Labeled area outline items
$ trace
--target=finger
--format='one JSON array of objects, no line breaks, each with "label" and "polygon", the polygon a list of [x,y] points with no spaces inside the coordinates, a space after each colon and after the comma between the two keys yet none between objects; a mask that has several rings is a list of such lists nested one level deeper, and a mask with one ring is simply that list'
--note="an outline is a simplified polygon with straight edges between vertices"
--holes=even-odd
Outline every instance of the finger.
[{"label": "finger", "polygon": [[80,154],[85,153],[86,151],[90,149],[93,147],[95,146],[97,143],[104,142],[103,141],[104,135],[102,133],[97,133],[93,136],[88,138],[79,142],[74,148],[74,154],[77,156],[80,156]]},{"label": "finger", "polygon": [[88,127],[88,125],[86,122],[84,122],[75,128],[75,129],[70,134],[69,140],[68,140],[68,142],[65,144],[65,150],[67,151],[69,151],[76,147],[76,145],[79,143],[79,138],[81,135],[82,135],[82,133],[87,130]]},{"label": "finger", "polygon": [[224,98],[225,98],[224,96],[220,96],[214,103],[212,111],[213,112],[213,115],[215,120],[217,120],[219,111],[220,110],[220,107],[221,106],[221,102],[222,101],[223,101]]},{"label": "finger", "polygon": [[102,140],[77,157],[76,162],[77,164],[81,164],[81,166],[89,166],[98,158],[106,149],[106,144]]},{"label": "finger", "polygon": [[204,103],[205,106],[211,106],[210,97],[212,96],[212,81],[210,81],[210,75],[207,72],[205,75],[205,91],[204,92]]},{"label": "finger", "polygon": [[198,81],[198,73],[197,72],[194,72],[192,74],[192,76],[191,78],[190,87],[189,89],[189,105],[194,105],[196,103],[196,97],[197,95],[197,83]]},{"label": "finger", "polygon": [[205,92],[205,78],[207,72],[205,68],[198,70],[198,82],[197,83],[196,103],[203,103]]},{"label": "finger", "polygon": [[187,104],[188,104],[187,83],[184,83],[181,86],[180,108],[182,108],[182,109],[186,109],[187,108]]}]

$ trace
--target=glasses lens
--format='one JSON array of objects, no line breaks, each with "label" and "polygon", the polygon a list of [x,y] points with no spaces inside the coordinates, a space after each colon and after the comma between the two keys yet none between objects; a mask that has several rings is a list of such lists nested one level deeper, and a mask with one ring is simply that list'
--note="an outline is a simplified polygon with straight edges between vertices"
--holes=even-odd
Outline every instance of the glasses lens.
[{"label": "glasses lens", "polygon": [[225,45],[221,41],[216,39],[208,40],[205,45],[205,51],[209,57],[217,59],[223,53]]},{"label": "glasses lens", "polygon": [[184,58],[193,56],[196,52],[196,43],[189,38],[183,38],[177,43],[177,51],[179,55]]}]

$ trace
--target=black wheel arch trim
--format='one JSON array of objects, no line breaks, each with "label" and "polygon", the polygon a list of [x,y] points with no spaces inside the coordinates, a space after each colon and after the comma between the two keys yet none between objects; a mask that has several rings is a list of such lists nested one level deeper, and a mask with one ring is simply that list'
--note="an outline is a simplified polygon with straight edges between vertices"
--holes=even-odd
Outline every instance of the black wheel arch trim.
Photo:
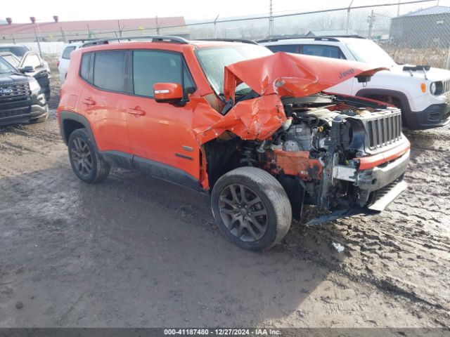
[{"label": "black wheel arch trim", "polygon": [[73,112],[72,111],[61,111],[59,113],[59,128],[61,133],[61,137],[63,137],[63,140],[66,145],[68,145],[69,136],[65,134],[65,131],[64,130],[64,121],[68,120],[77,121],[82,124],[86,129],[86,132],[87,132],[88,135],[89,136],[90,140],[96,147],[96,150],[98,150],[98,147],[97,147],[96,138],[94,137],[94,134],[92,133],[92,129],[91,128],[89,121],[84,116],[82,116],[77,112]]},{"label": "black wheel arch trim", "polygon": [[411,112],[411,107],[409,106],[409,101],[408,100],[408,98],[401,91],[397,91],[396,90],[390,90],[390,89],[376,89],[371,88],[366,88],[359,89],[356,93],[356,96],[359,97],[367,97],[372,95],[382,95],[382,96],[392,96],[394,98],[398,99],[400,101],[400,104],[401,104],[401,112],[404,113],[409,113]]}]

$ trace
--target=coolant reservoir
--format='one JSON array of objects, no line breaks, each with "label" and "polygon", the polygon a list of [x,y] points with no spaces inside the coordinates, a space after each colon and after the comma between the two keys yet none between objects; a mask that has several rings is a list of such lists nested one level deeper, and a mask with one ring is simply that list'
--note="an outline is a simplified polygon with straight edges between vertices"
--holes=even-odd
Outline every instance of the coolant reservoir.
[{"label": "coolant reservoir", "polygon": [[[312,136],[311,128],[307,124],[301,123],[292,125],[288,131],[287,138],[288,141],[290,140],[297,143],[300,151],[309,151],[311,150]],[[292,144],[290,144],[290,145],[292,149]]]}]

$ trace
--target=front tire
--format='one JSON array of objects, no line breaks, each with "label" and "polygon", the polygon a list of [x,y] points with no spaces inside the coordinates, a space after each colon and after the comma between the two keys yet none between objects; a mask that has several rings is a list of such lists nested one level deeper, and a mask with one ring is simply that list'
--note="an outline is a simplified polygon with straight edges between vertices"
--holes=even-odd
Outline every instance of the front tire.
[{"label": "front tire", "polygon": [[106,179],[111,166],[98,154],[85,129],[79,128],[70,134],[68,148],[72,169],[78,178],[89,183]]},{"label": "front tire", "polygon": [[280,183],[255,167],[240,167],[222,176],[211,194],[212,214],[220,230],[236,246],[268,249],[289,231],[290,204]]}]

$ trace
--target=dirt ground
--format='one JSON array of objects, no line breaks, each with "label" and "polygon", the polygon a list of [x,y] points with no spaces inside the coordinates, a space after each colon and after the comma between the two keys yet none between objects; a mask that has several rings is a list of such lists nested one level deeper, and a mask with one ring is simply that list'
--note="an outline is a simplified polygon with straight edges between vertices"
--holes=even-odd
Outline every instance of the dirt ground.
[{"label": "dirt ground", "polygon": [[0,327],[450,326],[450,127],[406,132],[409,187],[388,210],[295,223],[255,253],[207,197],[123,169],[82,183],[58,90],[46,122],[0,128]]}]

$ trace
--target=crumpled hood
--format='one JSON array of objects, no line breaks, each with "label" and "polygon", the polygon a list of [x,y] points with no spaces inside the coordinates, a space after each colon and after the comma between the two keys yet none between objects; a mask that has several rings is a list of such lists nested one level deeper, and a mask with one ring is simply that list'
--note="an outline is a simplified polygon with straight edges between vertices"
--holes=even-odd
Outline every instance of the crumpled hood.
[{"label": "crumpled hood", "polygon": [[439,69],[435,68],[434,67],[431,67],[429,70],[415,70],[415,71],[409,71],[409,70],[404,70],[404,67],[414,67],[413,65],[396,65],[391,68],[391,72],[392,73],[399,73],[403,72],[406,74],[408,76],[411,77],[416,77],[420,79],[420,80],[426,79],[430,80],[433,82],[435,81],[444,81],[446,79],[450,79],[450,72],[445,69]]},{"label": "crumpled hood", "polygon": [[225,98],[234,100],[237,86],[245,83],[261,95],[302,97],[317,93],[356,76],[371,76],[387,68],[355,61],[276,53],[225,67]]}]

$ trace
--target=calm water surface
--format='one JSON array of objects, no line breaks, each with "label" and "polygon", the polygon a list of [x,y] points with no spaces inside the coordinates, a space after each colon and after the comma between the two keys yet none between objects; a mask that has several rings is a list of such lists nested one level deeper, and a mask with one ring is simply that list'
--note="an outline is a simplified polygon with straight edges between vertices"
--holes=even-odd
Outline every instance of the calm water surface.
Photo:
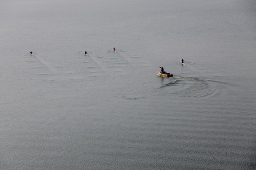
[{"label": "calm water surface", "polygon": [[255,168],[255,0],[0,6],[0,169]]}]

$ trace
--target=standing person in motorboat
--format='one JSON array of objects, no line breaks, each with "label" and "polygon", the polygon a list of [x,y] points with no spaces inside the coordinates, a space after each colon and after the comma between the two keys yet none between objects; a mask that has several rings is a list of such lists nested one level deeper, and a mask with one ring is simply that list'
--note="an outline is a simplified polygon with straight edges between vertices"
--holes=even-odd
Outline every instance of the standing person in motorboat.
[{"label": "standing person in motorboat", "polygon": [[159,66],[158,66],[158,67],[159,67],[159,68],[161,68],[161,73],[163,74],[165,72],[165,71],[164,71],[164,68],[163,68],[163,67],[161,67]]}]

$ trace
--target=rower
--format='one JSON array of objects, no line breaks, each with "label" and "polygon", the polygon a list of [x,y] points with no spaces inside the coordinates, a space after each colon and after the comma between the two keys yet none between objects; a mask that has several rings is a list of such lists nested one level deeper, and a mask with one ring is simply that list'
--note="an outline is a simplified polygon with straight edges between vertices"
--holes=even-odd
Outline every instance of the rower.
[{"label": "rower", "polygon": [[159,68],[161,68],[161,73],[163,73],[164,70],[164,68],[163,68],[163,67],[160,67],[159,66],[158,67]]}]

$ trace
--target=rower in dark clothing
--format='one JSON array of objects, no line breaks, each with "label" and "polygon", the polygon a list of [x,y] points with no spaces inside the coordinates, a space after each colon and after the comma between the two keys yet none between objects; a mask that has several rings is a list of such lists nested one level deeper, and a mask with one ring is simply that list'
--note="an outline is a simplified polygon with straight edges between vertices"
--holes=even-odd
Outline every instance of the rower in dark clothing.
[{"label": "rower in dark clothing", "polygon": [[164,68],[163,68],[162,67],[160,67],[159,66],[158,66],[159,68],[161,68],[161,73],[163,73],[164,72]]}]

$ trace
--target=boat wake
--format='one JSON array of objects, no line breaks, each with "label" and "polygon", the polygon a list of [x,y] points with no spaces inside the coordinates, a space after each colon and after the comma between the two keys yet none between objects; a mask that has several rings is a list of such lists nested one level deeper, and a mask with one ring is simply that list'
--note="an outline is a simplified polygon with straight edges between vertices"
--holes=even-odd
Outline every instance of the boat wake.
[{"label": "boat wake", "polygon": [[165,94],[185,97],[212,96],[219,92],[221,84],[220,82],[192,77],[174,77],[159,89],[164,89]]}]

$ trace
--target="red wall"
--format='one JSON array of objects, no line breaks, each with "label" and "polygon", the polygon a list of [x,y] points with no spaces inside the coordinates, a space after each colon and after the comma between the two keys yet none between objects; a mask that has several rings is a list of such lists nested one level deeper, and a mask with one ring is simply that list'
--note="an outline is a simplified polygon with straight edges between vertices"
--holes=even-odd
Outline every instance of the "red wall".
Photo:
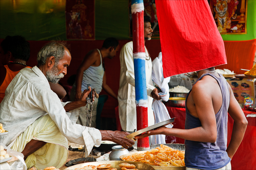
[{"label": "red wall", "polygon": [[[3,39],[1,39],[2,42]],[[114,92],[117,94],[119,88],[119,79],[120,76],[120,61],[119,59],[120,51],[121,47],[130,40],[119,41],[120,48],[116,56],[112,60],[108,58],[104,59],[106,74],[107,84]],[[48,41],[28,41],[30,43],[30,54],[29,60],[27,62],[27,65],[33,67],[36,65],[36,56],[37,53],[44,44]],[[82,62],[84,57],[90,50],[94,48],[100,48],[102,46],[104,40],[73,41],[67,41],[70,45],[69,48],[71,53],[72,59],[70,65],[68,68],[67,73],[64,78],[60,81],[62,84],[68,85],[67,80],[71,76],[76,74],[77,70]],[[159,40],[152,40],[147,41],[145,43],[152,60],[158,56],[161,51],[161,47]],[[0,59],[1,63],[1,59]],[[102,90],[100,95],[106,94]],[[118,106],[118,101],[112,97],[109,96],[108,99],[105,103],[102,113],[102,117],[115,118],[115,108]]]}]

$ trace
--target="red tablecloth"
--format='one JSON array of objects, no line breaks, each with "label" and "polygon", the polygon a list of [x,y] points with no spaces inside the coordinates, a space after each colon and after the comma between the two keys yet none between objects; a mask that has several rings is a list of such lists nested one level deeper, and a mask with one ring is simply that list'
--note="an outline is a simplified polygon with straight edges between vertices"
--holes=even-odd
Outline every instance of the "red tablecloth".
[{"label": "red tablecloth", "polygon": [[[185,127],[186,112],[185,108],[173,107],[165,104],[171,118],[177,118],[174,124],[174,128],[184,129]],[[245,116],[254,113],[253,112],[243,109]],[[256,169],[256,118],[246,118],[248,124],[243,139],[236,152],[235,154],[231,163],[232,169]],[[229,144],[233,128],[234,121],[228,115],[228,146]],[[167,143],[170,143],[173,137],[167,136]],[[184,143],[184,140],[176,137],[176,143]]]}]

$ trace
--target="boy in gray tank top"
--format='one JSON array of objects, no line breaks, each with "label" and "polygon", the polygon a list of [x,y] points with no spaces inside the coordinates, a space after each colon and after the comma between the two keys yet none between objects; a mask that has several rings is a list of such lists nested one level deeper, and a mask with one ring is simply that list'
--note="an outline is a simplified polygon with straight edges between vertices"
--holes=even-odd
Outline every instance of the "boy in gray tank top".
[{"label": "boy in gray tank top", "polygon": [[[162,126],[135,138],[162,134],[183,139],[186,169],[230,169],[248,122],[222,75],[213,67],[197,73],[198,79],[186,99],[185,129]],[[234,122],[227,148],[228,112]]]}]

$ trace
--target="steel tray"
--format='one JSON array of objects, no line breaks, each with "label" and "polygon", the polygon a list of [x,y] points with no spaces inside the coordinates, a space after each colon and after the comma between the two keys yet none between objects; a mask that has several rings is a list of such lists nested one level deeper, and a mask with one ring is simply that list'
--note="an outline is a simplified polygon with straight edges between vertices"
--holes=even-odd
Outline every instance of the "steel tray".
[{"label": "steel tray", "polygon": [[168,125],[170,124],[171,124],[172,123],[174,122],[174,120],[175,120],[175,118],[174,118],[171,119],[169,119],[169,120],[166,120],[165,121],[162,122],[155,124],[153,125],[147,127],[146,128],[143,129],[141,129],[141,130],[139,130],[137,131],[133,132],[132,133],[131,133],[130,135],[127,135],[125,137],[129,139],[133,139],[137,135],[140,135],[143,133],[147,132],[148,131],[156,129],[160,126],[164,126]]}]

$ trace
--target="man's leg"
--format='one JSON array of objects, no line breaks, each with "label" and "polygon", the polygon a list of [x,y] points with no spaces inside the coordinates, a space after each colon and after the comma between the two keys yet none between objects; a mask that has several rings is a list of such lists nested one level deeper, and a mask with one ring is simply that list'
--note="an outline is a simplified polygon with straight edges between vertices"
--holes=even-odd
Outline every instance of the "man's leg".
[{"label": "man's leg", "polygon": [[24,160],[26,160],[28,156],[42,148],[46,143],[44,141],[31,139],[21,152],[24,155]]}]

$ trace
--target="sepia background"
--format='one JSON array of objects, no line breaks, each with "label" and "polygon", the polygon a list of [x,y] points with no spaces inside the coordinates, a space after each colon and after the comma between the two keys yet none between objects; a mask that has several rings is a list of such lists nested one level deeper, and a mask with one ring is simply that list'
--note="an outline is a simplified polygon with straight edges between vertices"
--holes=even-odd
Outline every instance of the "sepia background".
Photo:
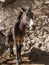
[{"label": "sepia background", "polygon": [[[16,65],[5,46],[6,31],[14,25],[19,7],[29,5],[34,13],[34,26],[27,31],[22,48],[21,65],[49,65],[49,0],[6,0],[0,2],[0,65]],[[4,34],[2,34],[2,33]],[[13,48],[15,53],[15,47]]]}]

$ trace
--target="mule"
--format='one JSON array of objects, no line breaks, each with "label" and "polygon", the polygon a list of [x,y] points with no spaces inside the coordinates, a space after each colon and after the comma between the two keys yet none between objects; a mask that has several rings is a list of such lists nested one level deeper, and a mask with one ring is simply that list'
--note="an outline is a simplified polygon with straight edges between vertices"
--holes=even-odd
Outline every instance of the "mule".
[{"label": "mule", "polygon": [[10,46],[10,55],[14,55],[13,44],[15,44],[17,61],[19,62],[21,59],[21,49],[23,47],[26,29],[29,28],[31,30],[33,26],[33,13],[29,7],[22,7],[17,19],[18,21],[15,23],[15,25],[10,28],[7,38]]}]

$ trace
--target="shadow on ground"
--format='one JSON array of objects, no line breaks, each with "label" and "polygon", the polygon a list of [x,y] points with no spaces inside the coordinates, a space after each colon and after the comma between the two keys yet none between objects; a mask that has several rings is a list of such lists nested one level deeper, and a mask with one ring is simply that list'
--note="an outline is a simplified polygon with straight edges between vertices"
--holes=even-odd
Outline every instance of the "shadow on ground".
[{"label": "shadow on ground", "polygon": [[46,51],[41,51],[37,48],[32,48],[32,50],[22,55],[23,57],[28,57],[30,61],[22,61],[21,64],[37,64],[37,65],[49,65],[49,53]]},{"label": "shadow on ground", "polygon": [[[32,48],[32,50],[29,53],[23,54],[22,57],[28,57],[29,61],[24,60],[20,62],[19,65],[49,65],[49,53],[46,51],[41,51],[37,48]],[[11,59],[12,60],[12,59]],[[13,65],[13,63],[8,63],[8,61],[11,61],[10,59],[7,59],[6,61],[0,63],[7,64],[7,65]],[[23,59],[22,59],[23,60]],[[15,65],[15,64],[14,64]]]}]

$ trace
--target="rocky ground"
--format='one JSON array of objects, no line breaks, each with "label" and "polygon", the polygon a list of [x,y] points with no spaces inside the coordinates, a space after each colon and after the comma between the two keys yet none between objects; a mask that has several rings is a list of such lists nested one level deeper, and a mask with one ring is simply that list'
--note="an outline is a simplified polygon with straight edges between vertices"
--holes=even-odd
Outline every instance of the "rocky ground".
[{"label": "rocky ground", "polygon": [[[21,65],[49,65],[49,0],[21,0],[2,7],[0,4],[0,31],[4,34],[17,20],[18,7],[23,4],[32,7],[34,27],[27,31],[22,48]],[[4,30],[4,31],[3,31]],[[16,65],[15,57],[9,56],[5,36],[0,32],[0,65]],[[13,48],[15,53],[15,47]]]}]

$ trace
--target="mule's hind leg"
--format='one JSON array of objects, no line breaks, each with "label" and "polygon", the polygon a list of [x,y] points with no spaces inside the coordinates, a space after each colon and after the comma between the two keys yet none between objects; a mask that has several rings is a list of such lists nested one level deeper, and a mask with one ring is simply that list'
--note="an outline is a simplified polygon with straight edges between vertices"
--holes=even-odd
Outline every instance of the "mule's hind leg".
[{"label": "mule's hind leg", "polygon": [[14,56],[14,52],[13,52],[13,44],[10,45],[10,57]]},{"label": "mule's hind leg", "polygon": [[18,62],[20,62],[21,61],[21,48],[22,48],[22,46],[21,45],[19,45],[19,44],[16,44],[16,52],[17,52],[17,61]]}]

### [AIM OF THE TASK]
Count the lines of the items above that contain the string "person", treating case as significant, and give only that number.

### [RESULT OF THIS TASK]
3